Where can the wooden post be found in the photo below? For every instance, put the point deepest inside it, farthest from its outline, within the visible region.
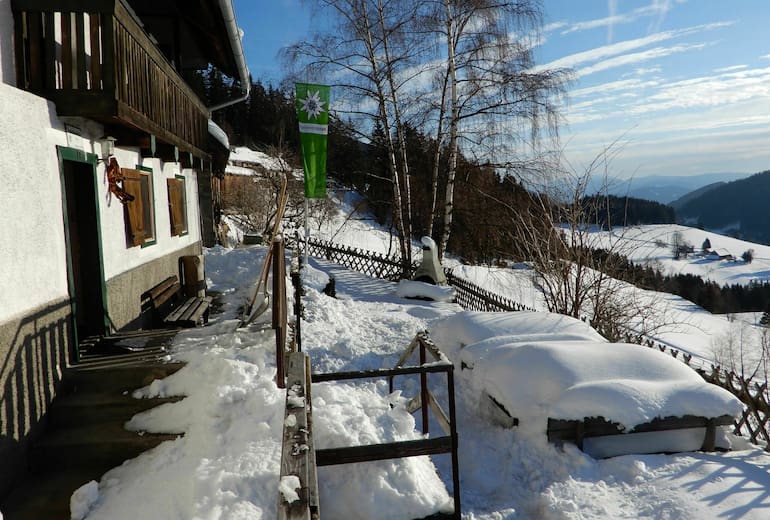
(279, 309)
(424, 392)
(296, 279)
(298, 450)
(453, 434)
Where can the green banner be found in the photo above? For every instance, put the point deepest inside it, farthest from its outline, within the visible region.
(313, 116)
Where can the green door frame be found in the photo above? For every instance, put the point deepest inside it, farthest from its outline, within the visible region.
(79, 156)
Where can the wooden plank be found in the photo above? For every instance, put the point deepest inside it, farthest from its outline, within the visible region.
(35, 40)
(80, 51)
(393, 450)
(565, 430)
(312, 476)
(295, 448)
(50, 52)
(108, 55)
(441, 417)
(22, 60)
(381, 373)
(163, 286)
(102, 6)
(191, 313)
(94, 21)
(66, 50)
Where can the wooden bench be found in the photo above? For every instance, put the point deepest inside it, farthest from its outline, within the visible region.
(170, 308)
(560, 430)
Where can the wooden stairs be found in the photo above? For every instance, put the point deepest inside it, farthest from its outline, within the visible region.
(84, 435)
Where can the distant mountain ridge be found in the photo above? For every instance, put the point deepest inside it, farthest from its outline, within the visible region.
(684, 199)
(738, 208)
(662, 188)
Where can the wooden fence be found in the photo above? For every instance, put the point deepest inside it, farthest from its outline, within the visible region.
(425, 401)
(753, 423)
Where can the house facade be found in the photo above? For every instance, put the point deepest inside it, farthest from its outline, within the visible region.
---
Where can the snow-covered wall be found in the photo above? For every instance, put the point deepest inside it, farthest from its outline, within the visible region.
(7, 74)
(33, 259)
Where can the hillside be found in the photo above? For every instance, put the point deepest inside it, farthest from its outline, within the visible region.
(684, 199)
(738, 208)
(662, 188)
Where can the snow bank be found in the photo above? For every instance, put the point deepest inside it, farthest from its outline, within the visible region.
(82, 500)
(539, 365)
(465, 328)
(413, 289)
==
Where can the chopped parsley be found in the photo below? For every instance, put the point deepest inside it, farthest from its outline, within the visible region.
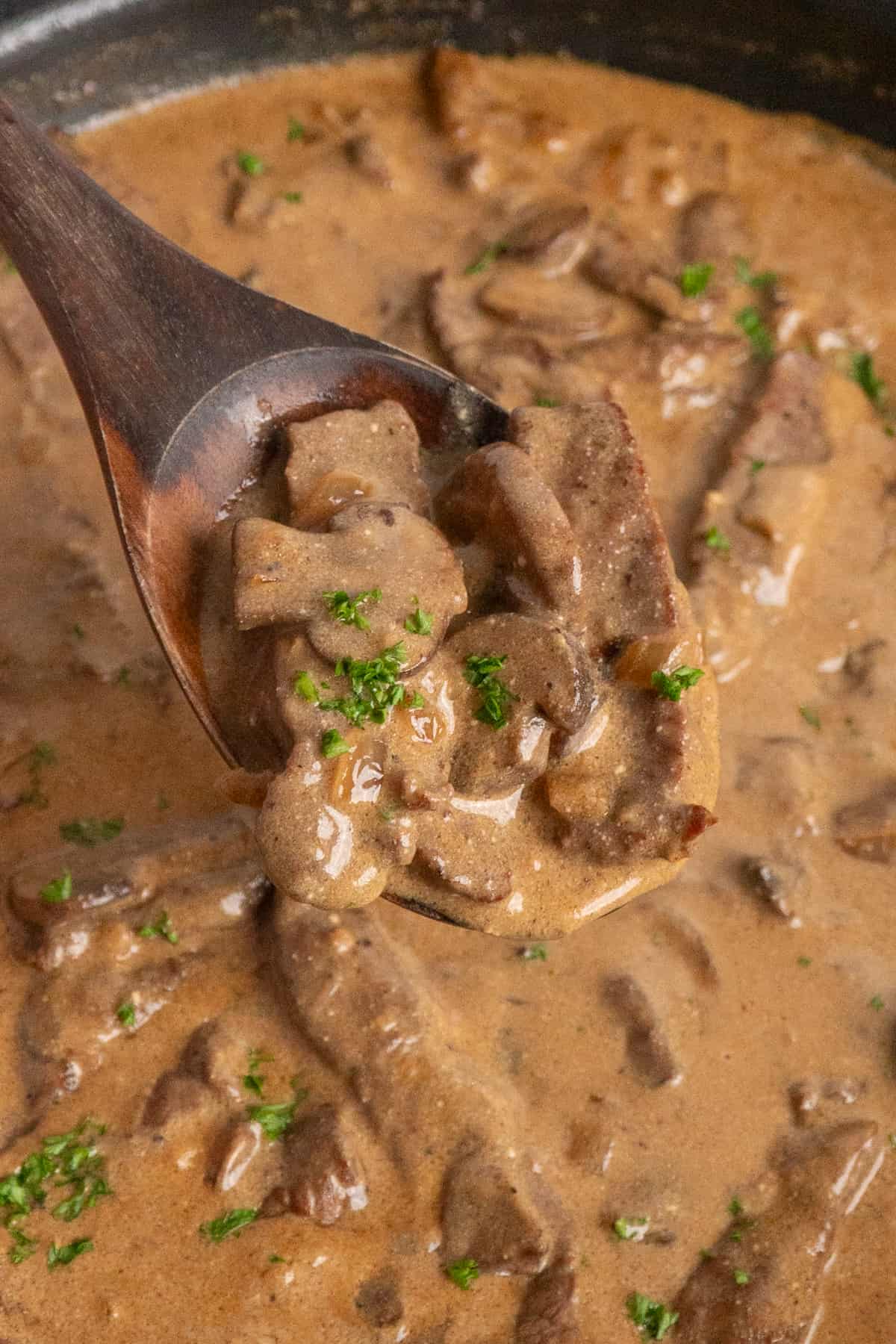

* **Aim of the exercise**
The required answer is the exact run of lines above starting at the line with "Where can the distant" and ending at the line with "Where can the house", with both ends present.

* **Output for this task**
Where can the distant mountain ridge be found in the photo above? For every instance, put the point deepest inside it, farthest from its outline, within the visible region.
(684, 199)
(738, 208)
(662, 188)
Where can the wooden fence be found in the photo above? For every instance, put the point deepest inside it, farthest from its outline, within the visible region.
(425, 401)
(753, 423)
Where can the house facade be found in the photo above? For every instance, put the point deepest inside it, farthest from its outline, within the visible region.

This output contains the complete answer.